EXERCISE PROMPT ::
Rewrite the entries that follow, replacing "instance" with "occurrence" wherever it appears and leaving everything else the same.

EXTRACTED ENTRIES ::
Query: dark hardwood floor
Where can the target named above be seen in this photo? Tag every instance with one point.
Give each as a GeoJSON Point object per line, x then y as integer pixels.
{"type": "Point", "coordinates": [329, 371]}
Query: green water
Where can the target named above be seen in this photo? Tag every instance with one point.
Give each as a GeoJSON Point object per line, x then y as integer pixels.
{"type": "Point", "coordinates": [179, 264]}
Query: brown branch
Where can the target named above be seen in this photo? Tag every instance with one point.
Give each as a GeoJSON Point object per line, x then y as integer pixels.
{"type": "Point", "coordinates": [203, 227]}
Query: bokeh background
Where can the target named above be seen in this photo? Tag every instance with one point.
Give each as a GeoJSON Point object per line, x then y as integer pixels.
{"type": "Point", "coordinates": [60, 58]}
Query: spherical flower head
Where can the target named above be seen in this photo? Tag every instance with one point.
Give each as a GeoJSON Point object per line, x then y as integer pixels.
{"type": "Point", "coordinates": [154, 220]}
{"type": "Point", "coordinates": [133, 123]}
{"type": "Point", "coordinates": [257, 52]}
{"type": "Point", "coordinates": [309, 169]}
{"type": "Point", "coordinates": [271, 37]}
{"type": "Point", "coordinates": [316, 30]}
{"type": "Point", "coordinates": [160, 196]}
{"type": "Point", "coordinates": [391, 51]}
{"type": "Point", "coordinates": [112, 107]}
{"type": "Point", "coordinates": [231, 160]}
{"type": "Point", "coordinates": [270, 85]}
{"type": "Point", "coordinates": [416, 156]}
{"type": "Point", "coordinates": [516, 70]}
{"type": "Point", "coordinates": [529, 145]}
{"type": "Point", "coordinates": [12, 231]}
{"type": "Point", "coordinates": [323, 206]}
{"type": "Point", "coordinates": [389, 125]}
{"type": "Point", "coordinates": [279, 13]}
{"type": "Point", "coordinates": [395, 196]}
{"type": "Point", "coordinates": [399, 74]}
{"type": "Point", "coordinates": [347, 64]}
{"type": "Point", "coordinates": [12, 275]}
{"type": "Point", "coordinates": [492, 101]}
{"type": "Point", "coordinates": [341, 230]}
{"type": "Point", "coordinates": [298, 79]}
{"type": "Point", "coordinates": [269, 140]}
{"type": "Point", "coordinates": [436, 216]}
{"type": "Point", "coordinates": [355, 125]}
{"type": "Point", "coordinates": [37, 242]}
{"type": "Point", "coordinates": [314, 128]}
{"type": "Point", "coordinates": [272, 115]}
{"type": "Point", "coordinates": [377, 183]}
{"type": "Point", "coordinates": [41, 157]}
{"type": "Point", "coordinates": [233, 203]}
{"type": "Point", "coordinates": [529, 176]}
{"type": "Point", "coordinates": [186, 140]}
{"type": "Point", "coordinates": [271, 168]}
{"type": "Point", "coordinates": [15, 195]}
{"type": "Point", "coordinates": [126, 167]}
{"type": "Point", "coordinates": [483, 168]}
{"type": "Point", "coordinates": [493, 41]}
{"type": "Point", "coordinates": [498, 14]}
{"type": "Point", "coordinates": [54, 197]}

WRITTEN SOLUTION ::
Query: dark hardwood floor
Where can the target named above be seen in this photo? Tag every occurrence with one point.
Give each as a GeoJSON Point object per line, x then y as integer pixels.
{"type": "Point", "coordinates": [329, 371]}
Query: green water
Where can the target named above be seen in this photo? Tag every occurrence with one point.
Give each as a GeoJSON Point object per line, x then y as integer pixels.
{"type": "Point", "coordinates": [179, 264]}
Query: brown branch
Where can the target named above be seen in this photo? Tag every occurrence with one point.
Give each as a GeoJSON Point object per line, x then y as integer pixels.
{"type": "Point", "coordinates": [203, 227]}
Query: bokeh background
Where can the target named above be seen in this photo? Tag every occurrence with one point.
Give each as a GeoJSON Point object per line, x then y as integer pixels.
{"type": "Point", "coordinates": [60, 58]}
Query: spherical flower head
Where can the target named above be seen in this photo? Tag every occurrence with one point.
Give each as a GeoJSON Point object per line, x then y as integer pixels.
{"type": "Point", "coordinates": [154, 220]}
{"type": "Point", "coordinates": [133, 123]}
{"type": "Point", "coordinates": [257, 52]}
{"type": "Point", "coordinates": [309, 169]}
{"type": "Point", "coordinates": [271, 37]}
{"type": "Point", "coordinates": [316, 30]}
{"type": "Point", "coordinates": [160, 196]}
{"type": "Point", "coordinates": [391, 51]}
{"type": "Point", "coordinates": [112, 107]}
{"type": "Point", "coordinates": [231, 160]}
{"type": "Point", "coordinates": [270, 85]}
{"type": "Point", "coordinates": [416, 156]}
{"type": "Point", "coordinates": [516, 70]}
{"type": "Point", "coordinates": [529, 145]}
{"type": "Point", "coordinates": [12, 231]}
{"type": "Point", "coordinates": [323, 206]}
{"type": "Point", "coordinates": [389, 125]}
{"type": "Point", "coordinates": [279, 13]}
{"type": "Point", "coordinates": [395, 196]}
{"type": "Point", "coordinates": [399, 74]}
{"type": "Point", "coordinates": [347, 64]}
{"type": "Point", "coordinates": [12, 275]}
{"type": "Point", "coordinates": [492, 101]}
{"type": "Point", "coordinates": [341, 230]}
{"type": "Point", "coordinates": [298, 79]}
{"type": "Point", "coordinates": [269, 140]}
{"type": "Point", "coordinates": [436, 216]}
{"type": "Point", "coordinates": [355, 125]}
{"type": "Point", "coordinates": [37, 242]}
{"type": "Point", "coordinates": [314, 128]}
{"type": "Point", "coordinates": [272, 115]}
{"type": "Point", "coordinates": [377, 183]}
{"type": "Point", "coordinates": [41, 157]}
{"type": "Point", "coordinates": [233, 203]}
{"type": "Point", "coordinates": [529, 176]}
{"type": "Point", "coordinates": [186, 140]}
{"type": "Point", "coordinates": [271, 168]}
{"type": "Point", "coordinates": [15, 195]}
{"type": "Point", "coordinates": [126, 167]}
{"type": "Point", "coordinates": [483, 168]}
{"type": "Point", "coordinates": [493, 41]}
{"type": "Point", "coordinates": [498, 14]}
{"type": "Point", "coordinates": [54, 197]}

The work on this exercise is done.